§ Data for this task:
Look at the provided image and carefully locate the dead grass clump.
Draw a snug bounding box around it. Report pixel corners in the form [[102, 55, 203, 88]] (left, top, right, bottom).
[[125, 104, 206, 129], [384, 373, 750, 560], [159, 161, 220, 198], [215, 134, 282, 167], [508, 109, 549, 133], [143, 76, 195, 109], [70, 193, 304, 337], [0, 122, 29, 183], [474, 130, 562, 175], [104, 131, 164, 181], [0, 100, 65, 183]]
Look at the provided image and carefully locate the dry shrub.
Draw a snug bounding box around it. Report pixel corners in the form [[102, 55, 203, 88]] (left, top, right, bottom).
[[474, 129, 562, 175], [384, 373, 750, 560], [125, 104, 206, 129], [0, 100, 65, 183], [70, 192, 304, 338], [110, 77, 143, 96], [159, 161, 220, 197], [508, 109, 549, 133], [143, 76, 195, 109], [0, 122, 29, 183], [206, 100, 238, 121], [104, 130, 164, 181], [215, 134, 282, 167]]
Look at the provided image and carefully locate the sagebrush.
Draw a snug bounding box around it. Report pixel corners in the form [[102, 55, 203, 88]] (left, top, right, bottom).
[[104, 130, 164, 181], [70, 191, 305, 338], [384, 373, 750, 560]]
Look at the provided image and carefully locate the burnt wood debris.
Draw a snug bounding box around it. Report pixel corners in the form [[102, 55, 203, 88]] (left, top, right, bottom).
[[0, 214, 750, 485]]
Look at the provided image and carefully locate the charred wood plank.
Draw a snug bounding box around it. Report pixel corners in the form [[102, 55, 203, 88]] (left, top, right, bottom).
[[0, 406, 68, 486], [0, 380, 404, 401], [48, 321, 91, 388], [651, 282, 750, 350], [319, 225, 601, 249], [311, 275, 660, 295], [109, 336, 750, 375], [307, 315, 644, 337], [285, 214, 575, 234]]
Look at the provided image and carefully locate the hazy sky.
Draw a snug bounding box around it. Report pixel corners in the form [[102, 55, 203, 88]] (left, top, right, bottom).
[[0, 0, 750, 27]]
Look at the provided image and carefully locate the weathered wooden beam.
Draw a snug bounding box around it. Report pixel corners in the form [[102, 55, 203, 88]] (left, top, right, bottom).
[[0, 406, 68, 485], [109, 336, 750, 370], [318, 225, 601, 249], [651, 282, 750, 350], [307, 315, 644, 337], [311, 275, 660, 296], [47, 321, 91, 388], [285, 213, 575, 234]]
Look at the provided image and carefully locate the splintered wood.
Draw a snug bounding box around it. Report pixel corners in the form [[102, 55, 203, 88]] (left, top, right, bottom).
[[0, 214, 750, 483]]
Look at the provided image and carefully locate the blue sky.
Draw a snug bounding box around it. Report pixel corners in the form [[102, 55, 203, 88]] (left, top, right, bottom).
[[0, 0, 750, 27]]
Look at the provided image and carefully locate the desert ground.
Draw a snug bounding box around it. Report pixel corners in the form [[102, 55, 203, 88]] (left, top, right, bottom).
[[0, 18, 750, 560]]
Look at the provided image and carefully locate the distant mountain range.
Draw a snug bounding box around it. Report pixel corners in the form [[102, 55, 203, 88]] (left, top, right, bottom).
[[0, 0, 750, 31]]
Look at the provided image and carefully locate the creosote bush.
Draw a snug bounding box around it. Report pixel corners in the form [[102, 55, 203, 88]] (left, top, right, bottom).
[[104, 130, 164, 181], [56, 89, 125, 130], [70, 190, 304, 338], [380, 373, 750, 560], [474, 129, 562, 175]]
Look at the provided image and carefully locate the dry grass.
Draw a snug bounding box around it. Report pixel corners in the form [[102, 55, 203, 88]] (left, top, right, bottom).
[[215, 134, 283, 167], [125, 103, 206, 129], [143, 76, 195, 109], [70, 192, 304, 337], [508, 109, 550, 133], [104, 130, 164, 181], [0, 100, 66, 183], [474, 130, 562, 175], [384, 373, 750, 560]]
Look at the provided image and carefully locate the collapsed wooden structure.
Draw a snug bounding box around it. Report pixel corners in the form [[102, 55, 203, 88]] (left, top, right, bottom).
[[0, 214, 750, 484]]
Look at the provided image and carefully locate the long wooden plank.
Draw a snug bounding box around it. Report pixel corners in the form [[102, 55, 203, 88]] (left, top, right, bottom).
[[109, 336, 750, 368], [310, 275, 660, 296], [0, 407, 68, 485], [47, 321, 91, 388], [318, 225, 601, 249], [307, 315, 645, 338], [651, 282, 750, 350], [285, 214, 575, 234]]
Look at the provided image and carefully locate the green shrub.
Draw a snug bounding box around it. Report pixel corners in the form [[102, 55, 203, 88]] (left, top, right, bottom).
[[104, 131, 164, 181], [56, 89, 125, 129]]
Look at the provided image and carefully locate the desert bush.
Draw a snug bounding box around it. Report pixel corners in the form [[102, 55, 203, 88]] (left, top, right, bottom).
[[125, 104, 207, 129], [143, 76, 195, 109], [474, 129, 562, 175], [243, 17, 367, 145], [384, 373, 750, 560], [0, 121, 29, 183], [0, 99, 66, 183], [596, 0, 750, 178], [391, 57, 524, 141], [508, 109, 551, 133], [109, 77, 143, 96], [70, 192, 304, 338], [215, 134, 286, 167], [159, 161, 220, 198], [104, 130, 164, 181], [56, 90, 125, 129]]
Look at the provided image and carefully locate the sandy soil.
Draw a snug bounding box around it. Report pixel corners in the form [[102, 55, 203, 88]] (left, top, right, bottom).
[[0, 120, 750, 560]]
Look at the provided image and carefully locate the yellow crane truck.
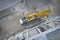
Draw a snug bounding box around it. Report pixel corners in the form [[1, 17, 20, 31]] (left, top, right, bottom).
[[20, 9, 51, 24]]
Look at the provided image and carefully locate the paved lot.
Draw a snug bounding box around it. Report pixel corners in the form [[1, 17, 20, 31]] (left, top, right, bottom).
[[0, 1, 58, 37]]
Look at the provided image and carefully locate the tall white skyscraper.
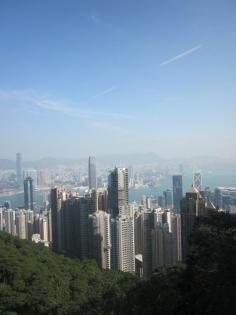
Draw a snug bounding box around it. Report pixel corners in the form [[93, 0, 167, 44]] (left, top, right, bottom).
[[16, 210, 27, 239], [0, 207, 3, 231], [112, 215, 135, 273], [16, 152, 23, 187], [88, 156, 97, 189], [193, 172, 202, 191], [89, 211, 111, 269]]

§ Exercise details: Copy every line of the records above word for word, leaving out the pictures.

§ Output of the task:
Look at the provided image and carefully locate the dead grass clump.
Draw a snug bounding box around it. Report pixel corners in the form [[102, 55, 203, 88]] (left, top, right, bottom).
[[125, 104, 206, 129], [384, 373, 750, 560], [159, 161, 220, 198], [215, 134, 282, 167], [508, 109, 549, 133], [143, 76, 195, 109], [70, 193, 304, 337], [0, 122, 29, 183], [474, 130, 562, 175], [104, 131, 164, 181], [0, 100, 65, 183]]
Look at the provided image and carefully locate the dry shrub.
Draw a snug bounding box around it. Report pixel corners in the form [[102, 55, 203, 88]] (left, top, right, bottom).
[[474, 129, 562, 175], [384, 373, 750, 560], [125, 104, 206, 129], [0, 100, 65, 183], [70, 192, 304, 338], [110, 77, 143, 96], [159, 161, 220, 197], [508, 109, 549, 133], [143, 76, 195, 109], [0, 122, 29, 183], [206, 100, 238, 121], [104, 130, 164, 181], [215, 134, 282, 167]]
Look at the provided image and carefully locate the sagebrush.
Draw a snug bounding box around it. Report pixel corners in the form [[102, 55, 203, 88]] (left, top, right, bottom).
[[104, 130, 164, 181], [70, 191, 305, 338], [384, 373, 750, 560]]
Look at the provided image and carefully locate the burnt wood debris.
Draw a snug bounding box around it. Report pixel corners in the form [[102, 55, 203, 88]] (left, top, right, bottom).
[[0, 214, 750, 485]]
Look at the provided image and carefully locate the charred wood plank.
Draw a snug bounding box around it. Report pixel corners in the form [[102, 55, 203, 88]] (left, top, right, bottom).
[[0, 406, 68, 486], [0, 380, 404, 401], [48, 321, 91, 388], [651, 282, 750, 350], [319, 225, 601, 249], [311, 275, 660, 295], [109, 336, 750, 375], [307, 315, 644, 337], [285, 214, 575, 234]]
Look at the provided image and carefully locate the hazy sky.
Draw a snug bounding box around it. Report pixel corners in the form [[102, 55, 203, 88]] (left, top, right, bottom).
[[0, 0, 750, 27]]
Look at the provided image and carefully locate the weathered wooden beam.
Draw a snug bounding box around it. Report pixel corners in the form [[102, 55, 203, 88]] (left, top, right, bottom).
[[0, 406, 68, 485], [109, 336, 750, 370], [318, 225, 601, 249], [651, 282, 750, 350], [307, 315, 644, 337], [311, 275, 660, 296], [47, 321, 91, 388], [285, 213, 575, 234]]
Look at the provided image and carefully locate the splintered wood.
Draw a snug bounding box around it. Report pixel corners in the form [[102, 55, 203, 88]] (left, top, right, bottom).
[[0, 214, 750, 483]]
Look at the provided image and carefully locate the blue sky.
Draw a snug bounding box around it. Report pixel corners in the form [[102, 55, 203, 88]] (left, top, right, bottom).
[[0, 0, 750, 27]]
Look at the provided image and carefully locate the desert ground.
Draw a snug bounding box around it. Report pixel corners in the form [[102, 55, 203, 88]] (left, top, right, bottom).
[[0, 18, 750, 560]]
Look at the provided image and carefully locate the distant mountain range.
Draw a snug bounding box around it. Report pixel corners in the form [[102, 55, 203, 88]] (left, top, right, bottom).
[[0, 0, 750, 31]]
Look at the provided image and carefully locate the creosote bush.
Draw a snug bounding box around it. Report pixel corners in the form [[102, 55, 203, 88]] (left, top, right, bottom).
[[104, 130, 164, 181], [56, 89, 125, 130], [70, 190, 304, 338], [380, 373, 750, 560], [474, 129, 562, 175]]
Look at the provided image and carefully locate the dry grass.
Draw a snug bounding box around it. Report pixel corners in the form [[102, 55, 203, 88]] (left, top, right, bottom).
[[215, 134, 283, 167], [125, 103, 206, 129], [143, 76, 195, 109], [70, 192, 304, 337], [508, 109, 550, 133], [104, 130, 164, 181], [0, 100, 66, 183], [474, 130, 562, 175], [384, 373, 750, 560]]
Look at the provided image and carefully locate the collapsed wooden structure.
Draw a snug bounding box around it. Report pixel corners in the form [[102, 55, 203, 88]] (left, top, right, bottom).
[[0, 214, 750, 484]]
Look at the provided image and carefully locate the long wooden plank.
Draw a snug bounding box around it. Report pixel corners in the form [[102, 55, 203, 88]] (left, top, right, bottom).
[[109, 336, 750, 368], [310, 275, 660, 296], [0, 407, 68, 485], [47, 321, 91, 388], [318, 225, 601, 249], [307, 315, 645, 338], [651, 282, 750, 350], [285, 214, 575, 234]]
Look at the provided image and carefully locate the green shrub.
Draw a snug bounding box around it. Report pixel corners in the form [[102, 55, 203, 88]] (left, top, right, bottom).
[[104, 131, 164, 181], [56, 89, 125, 129]]
Look at the provided image and carefully locate the desert bush.
Draw a snug bounding box around it. Report pixel corners in the form [[102, 55, 203, 88]] (left, top, right, bottom).
[[125, 104, 207, 129], [143, 76, 195, 109], [474, 129, 562, 175], [243, 17, 367, 145], [384, 373, 750, 560], [0, 121, 29, 183], [0, 99, 66, 183], [596, 0, 750, 178], [391, 57, 524, 141], [508, 109, 551, 133], [109, 77, 143, 96], [70, 192, 304, 338], [215, 134, 286, 167], [159, 161, 220, 198], [104, 130, 164, 181], [56, 90, 125, 129]]
Look at the provided image and carefully locate the sandy soil.
Draw a snug bounding box around it. Report pixel corners in the form [[102, 55, 203, 88]] (left, top, right, bottom).
[[0, 120, 750, 560]]
Look at the provided image and carefully locate the yellow crane truck.
Draw a snug bounding box around it. Report pixel corners in the form [[1, 17, 20, 31]] (left, top, right, bottom).
[[20, 9, 51, 24]]
Look at the provided image and carefully locate the paved lot.
Draw a snug bounding box around it. Report pixel corners in the form [[1, 17, 20, 31]] (left, top, right, bottom).
[[0, 1, 58, 37]]
Look at the provided image and carefully locate the tall white skyscraper.
Draw a snug bounding box around it. Report pixel corners in the form [[93, 0, 167, 44]] (left, top, right, bottom).
[[16, 210, 27, 239], [0, 207, 3, 231], [112, 215, 135, 273], [16, 152, 23, 187], [88, 156, 97, 189], [193, 172, 202, 191], [89, 211, 111, 269]]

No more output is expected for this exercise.